=== TEXT SHOWN ===

Call it Expertium's correction 🤣
This still leaves the question: what's a good choice of alpha? 1%? 2%? 5%?

#

I guess we need some empirical data on how many leeches people have, and I mean subjective leeches

#

Now we just need to find people who are willing to go over all their cards and tell us how many of them they consider to be leeches

#

Actually, it should be threshold=alpha/(c*((n-2)^2)), if we plan to start using the detector only after there are at least 3 reviews to avoid early false positives, excluding same-day reviews and the first review. So we turn the detector on when n=3.

polar maple
#

we can use a smaller exponent like 1.1 for 1/1.1^n as long as we divide out the sum as well

unique salmon
#

I like this one though :C

#

Feels more elegant

polar maple
#

yeah pi^2/6 is cool

#

1/n^2 seems to have a lot of weight at the start, less in the middle, and more at high reviews (n > 80) compared to 1/1.1^2

#

high weight at the start can be beneficial to detect leeches early

unique salmon
#

#general message
Here comes the first data point

robust hill
#

i hope 5% is alow number

#

or else im cooked

unique salmon
#

I'd say about 20% of my kanji cards are leeches, but that's because there are very similar kanji that are hard to tell apart, so I might be an outlier

unique salmon
#

#general message
So far the numbers are 1.5%, 5% and 20%

#

We really need a survey. The problem is that not a lot of people will bother counting

unique salmon
#

@polar maple there is a recursive way to calculate the PMF
`def update_poisson_binomial_pmf(current_pmf, p):
"""

=== GIVEN DATA ===

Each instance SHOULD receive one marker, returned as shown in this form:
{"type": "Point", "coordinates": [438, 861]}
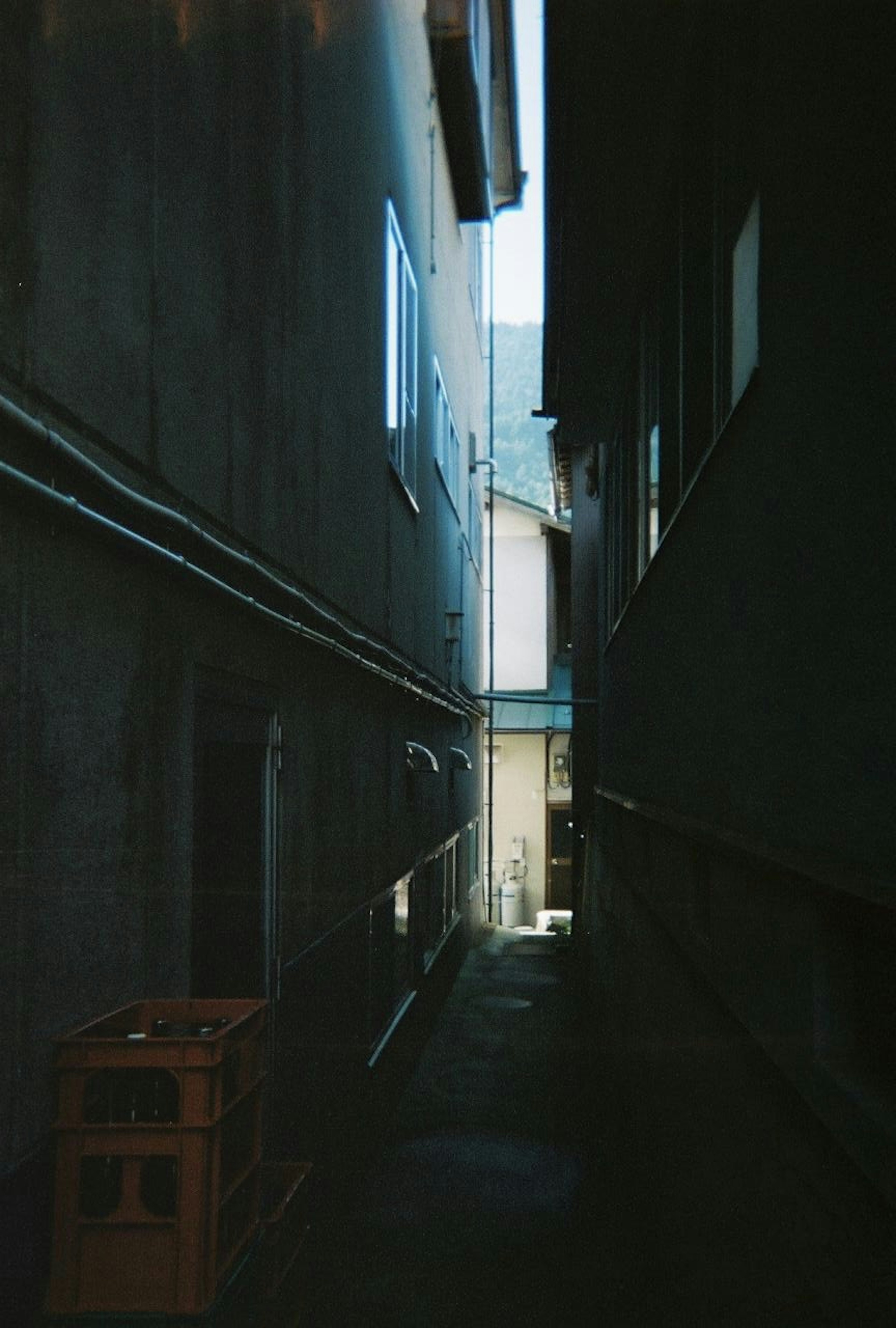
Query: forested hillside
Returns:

===

• [REQUIRED WORK]
• 1. From the leech-detection thread, copy the passage from "Now we just" up to and including "on when n=3.".
• 2. In the leech-detection thread, which three leech percentages have been reported so far?
• 3. Do these statements agree with the leech-detection thread? (a) The detector is to be turned on when n=3. (b) A smaller exponent of 1.5 is suggested for 1/1.1^n. (c) Many people are expected to bother counting their leeches.

• [CORRECT ANSWERS]
• 1.
Now we just need to find people who are willing to go over all their cards and tell us how many of them they consider to be leeches

#

Actually, it should be threshold=alpha/(c*((n-2)^2)), if we plan to start using the detector only after there are at least 3 reviews to avoid early false positives, excluding same-day reviews and the first review. So we turn the detector on when n=3.

• 2. 1.5%, 5% and 20%

• 3.
(a) Yes: "So we turn the detector on when n=3."
(b) No: "we can use a smaller exponent like 1.1 for 1/1.1^n"
(c) No: "The problem is that not a lot of people will bother counting"